Brief: Go through the listing and return every line with "person" in it.

● ● ● ● ●

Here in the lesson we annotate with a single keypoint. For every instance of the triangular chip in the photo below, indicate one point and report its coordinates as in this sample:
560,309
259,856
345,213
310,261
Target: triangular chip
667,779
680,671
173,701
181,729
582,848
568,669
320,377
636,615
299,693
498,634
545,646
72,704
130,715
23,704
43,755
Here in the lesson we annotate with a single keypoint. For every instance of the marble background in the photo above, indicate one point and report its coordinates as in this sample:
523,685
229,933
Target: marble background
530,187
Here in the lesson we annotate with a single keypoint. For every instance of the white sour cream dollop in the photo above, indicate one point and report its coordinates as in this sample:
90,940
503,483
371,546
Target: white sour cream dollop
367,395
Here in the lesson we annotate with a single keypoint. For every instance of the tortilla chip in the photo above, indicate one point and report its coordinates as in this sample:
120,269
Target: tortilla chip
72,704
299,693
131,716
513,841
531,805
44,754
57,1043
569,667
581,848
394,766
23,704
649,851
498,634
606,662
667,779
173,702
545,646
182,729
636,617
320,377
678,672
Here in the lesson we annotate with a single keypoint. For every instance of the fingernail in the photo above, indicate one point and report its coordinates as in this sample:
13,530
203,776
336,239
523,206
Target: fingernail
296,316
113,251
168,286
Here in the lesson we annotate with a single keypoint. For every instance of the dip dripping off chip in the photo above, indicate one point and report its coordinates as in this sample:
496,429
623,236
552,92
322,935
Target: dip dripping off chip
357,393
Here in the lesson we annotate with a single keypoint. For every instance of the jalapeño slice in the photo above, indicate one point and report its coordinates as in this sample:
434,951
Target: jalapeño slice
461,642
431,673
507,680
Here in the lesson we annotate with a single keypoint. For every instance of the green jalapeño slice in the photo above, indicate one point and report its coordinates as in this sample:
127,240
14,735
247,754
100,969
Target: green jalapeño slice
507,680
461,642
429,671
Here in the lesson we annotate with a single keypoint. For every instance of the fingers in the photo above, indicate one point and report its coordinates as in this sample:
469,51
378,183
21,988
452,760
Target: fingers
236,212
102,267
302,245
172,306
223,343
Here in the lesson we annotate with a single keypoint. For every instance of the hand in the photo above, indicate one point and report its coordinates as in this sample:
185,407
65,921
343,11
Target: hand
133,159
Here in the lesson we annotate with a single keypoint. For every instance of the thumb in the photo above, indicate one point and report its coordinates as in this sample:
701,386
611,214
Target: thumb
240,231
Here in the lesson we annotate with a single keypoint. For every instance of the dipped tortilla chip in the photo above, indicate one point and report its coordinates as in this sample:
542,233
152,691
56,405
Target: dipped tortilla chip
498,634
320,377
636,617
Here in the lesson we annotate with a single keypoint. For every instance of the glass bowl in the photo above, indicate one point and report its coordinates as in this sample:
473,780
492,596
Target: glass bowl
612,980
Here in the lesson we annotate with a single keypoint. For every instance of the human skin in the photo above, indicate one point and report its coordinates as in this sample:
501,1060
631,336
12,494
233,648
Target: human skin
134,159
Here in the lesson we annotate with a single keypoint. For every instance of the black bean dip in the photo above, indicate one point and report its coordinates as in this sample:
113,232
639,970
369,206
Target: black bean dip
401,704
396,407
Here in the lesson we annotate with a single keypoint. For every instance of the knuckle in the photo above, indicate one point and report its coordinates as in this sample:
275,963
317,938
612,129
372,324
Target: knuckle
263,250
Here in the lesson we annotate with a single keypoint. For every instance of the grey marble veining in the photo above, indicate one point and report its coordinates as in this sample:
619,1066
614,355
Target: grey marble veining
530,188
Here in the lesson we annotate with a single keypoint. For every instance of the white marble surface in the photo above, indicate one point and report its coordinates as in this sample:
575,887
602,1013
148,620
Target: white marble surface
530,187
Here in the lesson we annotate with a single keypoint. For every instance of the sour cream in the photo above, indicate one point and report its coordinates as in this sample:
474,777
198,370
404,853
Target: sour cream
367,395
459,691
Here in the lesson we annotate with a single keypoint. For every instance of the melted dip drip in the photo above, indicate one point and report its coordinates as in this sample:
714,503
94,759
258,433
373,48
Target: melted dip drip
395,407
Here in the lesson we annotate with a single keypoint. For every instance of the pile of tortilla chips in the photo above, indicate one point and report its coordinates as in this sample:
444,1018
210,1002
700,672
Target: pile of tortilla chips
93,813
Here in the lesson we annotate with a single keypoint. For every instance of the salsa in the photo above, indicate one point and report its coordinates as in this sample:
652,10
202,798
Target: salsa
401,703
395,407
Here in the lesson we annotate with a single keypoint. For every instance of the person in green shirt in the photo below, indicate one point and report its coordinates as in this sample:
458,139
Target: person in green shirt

● ● ● ● ●

Task output:
Here in the lesson we annotate with a single keypoint. For every instance of the person in green shirt in the photo below, indicate one point and report its coordinates as in this sample:
Target: person in green shirt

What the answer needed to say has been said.